=== 提供テキスト ===
2015年9月22日火曜日

曹操ゆかりの地を巡る旅 5日目 曹操の故郷、亳州

曹操の故郷亳州には曹操に関する遺跡がたくさん残されている。亳州最終日はハイライトでもある魏武故里を訪問した。


曹操の故郷 魏武故里

亳州の建安路(この名前ですでに萌える!)沿いにある建安小学校の脇を入った住宅街に魏故故里がある。魏王様の故郷ということで、さぞや大邸宅の跡でも残っているのかと思いきや、記念碑としての銀杏の木と文物碑が残るのみ。

銀杏は立ち枯れ(ているように見える・・・)文物碑もコンクリで作られた古いもの。※現在は新しい黒い石のになっているみたい。それでも曹操の故郷にやって来られたというだけで感激だ。


老人会が催されていた。中国の遺跡あるある風景のひとつ。文物碑は年季が入っている。そしてその前に健康器具が設置されているという節操の無さが中国だなあとしみじみ実感してしまう。



夏侯の名を冠した通り 夏侯巷

亳州といえば、夏侯氏の故郷でもある。夏侯巷という通りが存在するのだ。巷は路地という意味合で、通りには夏侯の名前がついたお店や学校が建ち並ぶ。夏侯惇推しな私としてはこの通りを歩くだけで酸欠になりそうなほど興奮した。


夏侯小学校。丁度下校風景をみることができた。親御さんが迎えに来ていましたね。通いたいぞ夏侯小学校。

(物体の出現位置に関するデータセットの行)
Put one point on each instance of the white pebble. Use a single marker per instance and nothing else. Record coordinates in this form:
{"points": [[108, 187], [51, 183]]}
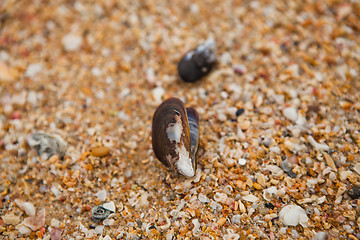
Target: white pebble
{"points": [[32, 98], [270, 193], [290, 113], [96, 71], [220, 197], [276, 150], [196, 228], [202, 198], [292, 215], [225, 58], [107, 237], [99, 229], [71, 42], [23, 229], [26, 207], [320, 236], [109, 206], [33, 69], [236, 219], [11, 219], [275, 170], [250, 198], [318, 146], [55, 223], [101, 195], [109, 222], [242, 161]]}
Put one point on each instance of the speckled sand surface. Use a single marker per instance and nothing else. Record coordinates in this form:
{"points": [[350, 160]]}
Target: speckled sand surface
{"points": [[92, 73]]}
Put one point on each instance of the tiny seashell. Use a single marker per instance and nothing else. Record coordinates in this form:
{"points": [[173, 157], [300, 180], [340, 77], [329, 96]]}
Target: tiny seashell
{"points": [[46, 145], [175, 136], [100, 213], [198, 62]]}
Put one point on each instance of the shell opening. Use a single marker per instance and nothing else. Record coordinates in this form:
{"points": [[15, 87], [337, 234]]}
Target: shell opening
{"points": [[184, 164], [174, 130], [208, 48]]}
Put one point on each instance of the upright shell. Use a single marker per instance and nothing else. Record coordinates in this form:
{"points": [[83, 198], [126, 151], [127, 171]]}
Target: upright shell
{"points": [[171, 137], [198, 62]]}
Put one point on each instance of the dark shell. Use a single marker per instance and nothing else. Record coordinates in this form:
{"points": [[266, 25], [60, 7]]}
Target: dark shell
{"points": [[193, 118], [198, 62], [171, 135]]}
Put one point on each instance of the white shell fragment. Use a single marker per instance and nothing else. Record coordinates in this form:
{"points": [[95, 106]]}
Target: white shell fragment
{"points": [[33, 69], [71, 42], [292, 215], [318, 146], [36, 222], [24, 230], [101, 195], [270, 193], [11, 219], [290, 113], [250, 198], [242, 161], [46, 145], [109, 206], [27, 207]]}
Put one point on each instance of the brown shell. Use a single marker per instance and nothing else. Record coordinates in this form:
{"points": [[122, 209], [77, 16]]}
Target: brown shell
{"points": [[167, 114], [193, 118]]}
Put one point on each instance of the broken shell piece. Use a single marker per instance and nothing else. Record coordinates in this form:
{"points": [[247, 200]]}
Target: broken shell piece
{"points": [[198, 62], [26, 207], [100, 213], [24, 230], [46, 145], [175, 136], [292, 215], [35, 222], [270, 193]]}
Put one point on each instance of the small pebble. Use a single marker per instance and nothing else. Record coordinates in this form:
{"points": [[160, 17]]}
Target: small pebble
{"points": [[239, 69], [33, 69], [101, 195], [354, 192], [292, 215], [46, 145], [250, 198], [242, 161], [36, 222], [24, 230], [99, 214], [71, 42], [290, 113], [11, 219], [239, 111], [257, 186], [26, 207], [286, 166], [55, 233], [100, 151], [221, 221]]}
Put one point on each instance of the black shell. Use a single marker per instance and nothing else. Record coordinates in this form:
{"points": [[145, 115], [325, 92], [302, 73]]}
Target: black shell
{"points": [[198, 62], [172, 111]]}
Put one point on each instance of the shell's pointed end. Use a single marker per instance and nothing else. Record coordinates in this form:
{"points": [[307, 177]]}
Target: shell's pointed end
{"points": [[185, 168], [184, 164], [208, 49]]}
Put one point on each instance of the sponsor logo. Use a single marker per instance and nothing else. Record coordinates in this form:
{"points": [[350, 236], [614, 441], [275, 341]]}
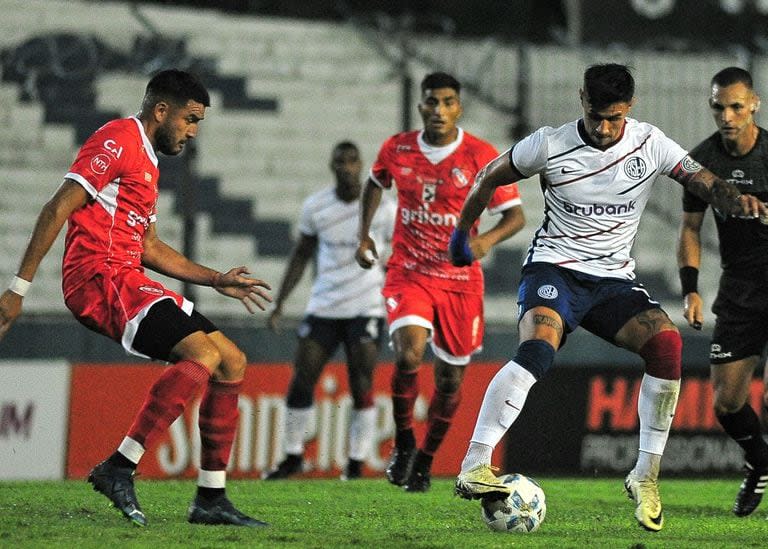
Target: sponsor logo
{"points": [[426, 217], [428, 193], [592, 210], [690, 165], [151, 290], [547, 292], [136, 219], [460, 179], [635, 167], [100, 164], [112, 146]]}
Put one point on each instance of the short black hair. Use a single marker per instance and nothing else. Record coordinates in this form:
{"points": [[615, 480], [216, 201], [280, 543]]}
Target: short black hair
{"points": [[436, 80], [608, 83], [732, 75], [177, 87]]}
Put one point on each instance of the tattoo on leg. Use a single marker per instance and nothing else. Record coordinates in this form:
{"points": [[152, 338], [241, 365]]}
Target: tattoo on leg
{"points": [[654, 321], [548, 321]]}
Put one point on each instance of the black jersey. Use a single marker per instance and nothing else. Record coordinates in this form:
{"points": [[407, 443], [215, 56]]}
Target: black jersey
{"points": [[743, 242]]}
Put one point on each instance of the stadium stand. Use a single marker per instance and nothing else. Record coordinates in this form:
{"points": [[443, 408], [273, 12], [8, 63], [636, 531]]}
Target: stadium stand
{"points": [[283, 92]]}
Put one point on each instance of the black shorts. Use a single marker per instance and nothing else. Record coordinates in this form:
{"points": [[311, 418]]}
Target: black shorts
{"points": [[741, 329], [330, 332], [164, 326]]}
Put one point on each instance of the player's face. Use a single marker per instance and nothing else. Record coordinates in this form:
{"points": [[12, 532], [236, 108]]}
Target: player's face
{"points": [[440, 109], [179, 125], [733, 108], [604, 126], [346, 165]]}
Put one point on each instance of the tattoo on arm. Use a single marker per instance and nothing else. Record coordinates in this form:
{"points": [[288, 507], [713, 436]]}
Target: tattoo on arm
{"points": [[544, 320], [722, 195]]}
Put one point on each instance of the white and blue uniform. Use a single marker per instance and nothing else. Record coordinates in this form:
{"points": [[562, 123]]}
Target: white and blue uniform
{"points": [[579, 261], [593, 198]]}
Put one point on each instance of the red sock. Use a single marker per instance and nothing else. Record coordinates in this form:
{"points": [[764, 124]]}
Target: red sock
{"points": [[167, 399], [439, 419], [218, 422], [405, 389]]}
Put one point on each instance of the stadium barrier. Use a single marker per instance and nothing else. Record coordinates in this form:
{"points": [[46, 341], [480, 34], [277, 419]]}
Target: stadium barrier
{"points": [[58, 419]]}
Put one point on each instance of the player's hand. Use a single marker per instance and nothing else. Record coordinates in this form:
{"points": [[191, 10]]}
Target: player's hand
{"points": [[693, 310], [251, 291], [366, 254], [459, 249], [274, 319], [10, 309]]}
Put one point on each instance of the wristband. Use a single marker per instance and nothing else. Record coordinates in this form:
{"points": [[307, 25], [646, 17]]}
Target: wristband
{"points": [[19, 286], [689, 280]]}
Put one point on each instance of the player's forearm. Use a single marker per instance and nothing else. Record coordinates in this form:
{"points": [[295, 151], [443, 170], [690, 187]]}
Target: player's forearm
{"points": [[724, 196], [689, 249], [162, 258], [512, 220]]}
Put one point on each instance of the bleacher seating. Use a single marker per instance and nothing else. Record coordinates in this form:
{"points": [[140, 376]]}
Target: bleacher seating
{"points": [[283, 92]]}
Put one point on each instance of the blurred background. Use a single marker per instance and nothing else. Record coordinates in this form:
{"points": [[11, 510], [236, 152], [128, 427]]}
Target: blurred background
{"points": [[289, 79]]}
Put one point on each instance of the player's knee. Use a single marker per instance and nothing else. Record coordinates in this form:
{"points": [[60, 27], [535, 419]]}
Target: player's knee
{"points": [[536, 356], [663, 355], [409, 359]]}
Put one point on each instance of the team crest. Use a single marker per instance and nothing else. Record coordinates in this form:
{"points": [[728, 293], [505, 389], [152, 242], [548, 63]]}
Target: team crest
{"points": [[460, 179], [635, 168]]}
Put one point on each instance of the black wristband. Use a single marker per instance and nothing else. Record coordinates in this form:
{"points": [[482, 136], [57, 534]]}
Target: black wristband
{"points": [[689, 280]]}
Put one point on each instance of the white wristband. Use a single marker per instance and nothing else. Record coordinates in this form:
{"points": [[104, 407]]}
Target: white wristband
{"points": [[19, 286]]}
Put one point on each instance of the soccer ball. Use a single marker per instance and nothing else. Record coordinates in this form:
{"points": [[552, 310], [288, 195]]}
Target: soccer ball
{"points": [[522, 511]]}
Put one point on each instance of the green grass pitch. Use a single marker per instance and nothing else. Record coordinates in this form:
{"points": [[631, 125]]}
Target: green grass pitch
{"points": [[371, 513]]}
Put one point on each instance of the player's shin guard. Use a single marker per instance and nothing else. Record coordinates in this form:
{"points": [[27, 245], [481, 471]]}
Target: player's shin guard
{"points": [[439, 419], [405, 389], [218, 422], [503, 401], [167, 399]]}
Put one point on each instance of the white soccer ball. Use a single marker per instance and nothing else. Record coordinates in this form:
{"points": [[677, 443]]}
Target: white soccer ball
{"points": [[522, 511]]}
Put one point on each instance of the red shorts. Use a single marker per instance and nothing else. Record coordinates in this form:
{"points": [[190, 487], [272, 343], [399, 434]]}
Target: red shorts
{"points": [[454, 319], [113, 302]]}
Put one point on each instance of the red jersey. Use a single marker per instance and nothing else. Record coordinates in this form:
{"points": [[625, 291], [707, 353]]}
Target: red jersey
{"points": [[117, 166], [432, 184]]}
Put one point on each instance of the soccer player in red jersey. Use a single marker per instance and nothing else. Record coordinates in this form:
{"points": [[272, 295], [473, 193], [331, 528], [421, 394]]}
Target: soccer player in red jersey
{"points": [[109, 199], [429, 300]]}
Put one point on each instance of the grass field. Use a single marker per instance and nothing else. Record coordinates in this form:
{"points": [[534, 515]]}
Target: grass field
{"points": [[371, 513]]}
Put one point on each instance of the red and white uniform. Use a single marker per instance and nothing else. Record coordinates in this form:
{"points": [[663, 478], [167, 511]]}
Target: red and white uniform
{"points": [[432, 184], [103, 280]]}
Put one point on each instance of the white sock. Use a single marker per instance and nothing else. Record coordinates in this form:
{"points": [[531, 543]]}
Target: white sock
{"points": [[503, 401], [296, 422], [656, 409], [361, 427], [131, 449]]}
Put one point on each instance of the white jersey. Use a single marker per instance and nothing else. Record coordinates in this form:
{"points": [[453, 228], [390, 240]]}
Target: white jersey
{"points": [[342, 289], [593, 199]]}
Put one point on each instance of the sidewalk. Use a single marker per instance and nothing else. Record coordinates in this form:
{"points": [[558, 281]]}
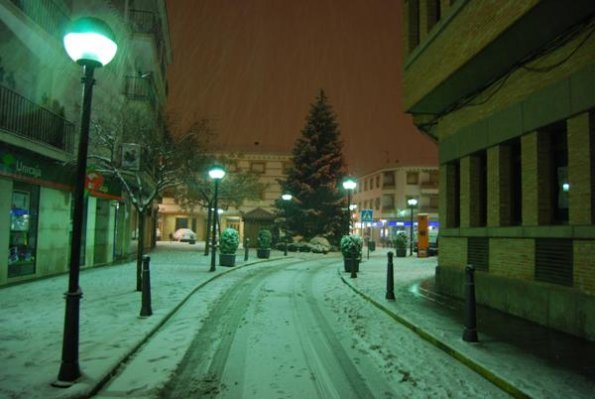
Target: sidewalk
{"points": [[522, 358]]}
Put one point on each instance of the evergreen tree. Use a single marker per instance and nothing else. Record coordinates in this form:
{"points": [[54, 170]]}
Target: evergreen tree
{"points": [[318, 205]]}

=== 課題の指示 ===
1/ 亳州の旅行記のうち、「老人会が催されていた。中国の」から「たね。通いたいぞ夏侯小学校。」までを、両端の語句も含めて一字一句違えずに引用しなさい。
2/ 亳州の旅行記を、本文の最後の文に続けて書き進めなさい。

=== 各課題の解答 ===
1/
老人会が催されていた。中国の遺跡あるある風景のひとつ。文物碑は年季が入っている。そしてその前に健康器具が設置されているという節操の無さが中国だなあとしみじみ実感してしまう。



夏侯の名を冠した通り 夏侯巷

亳州といえば、夏侯氏の故郷でもある。夏侯巷という通りが存在するのだ。巷は路地という意味合で、通りには夏侯の名前がついたお店や学校が建ち並ぶ。夏侯惇推しな私としてはこの通りを歩くだけで酸欠になりそうなほど興奮した。


夏侯小学校。丁度下校風景をみることができた。親御さんが迎えに来ていましたね。通いたいぞ夏侯小学校。

2/
女装!?と驚くなかれ、レディースファッションの意味なのだ。ちなみにメンズファッションは男装。同じ漢字を使っていても意味が微妙に異なるのが面白いですね。ときどき二度見してしまいます。


曹操が屯田の監督をした東観稼台

亳州のバスステーション近くに東観稼台があります。ここは曹操が屯田を監督した場所とされています。西にもあるそうですが、今回は訪問せず。石碑だけが残ているのですが、完全に物置ですよ。物置というかむしろゴミ捨て場・・・。

亳州のバスステーション近くに東観稼台があります。ここは曹操が屯田を監督した場所とされています。西にもあるそうですが、今回は訪問せず。石碑だけが残ているのですが、完全に物置ですよ。物置というかむしろゴミ捨て場・・・。

駅前で靴磨きをしていた。こういう生活感のある風景もまた良い。


哀れ魏の桃園 八角台

八角台は魏版桃園の誓いの場所。建安7年に故郷に戻った曹操は故郷の兄弟たち(夏侯惇や課夏侯淵や曹洪、曹仁らと思われる)と血盟の誓いを立てたという魏ファンには聖地のような場所・・・だが、訪問当時は公園として整備される前だったようで、雑草生い茂り、土砂が積み上がる工事現場なのだった・・・。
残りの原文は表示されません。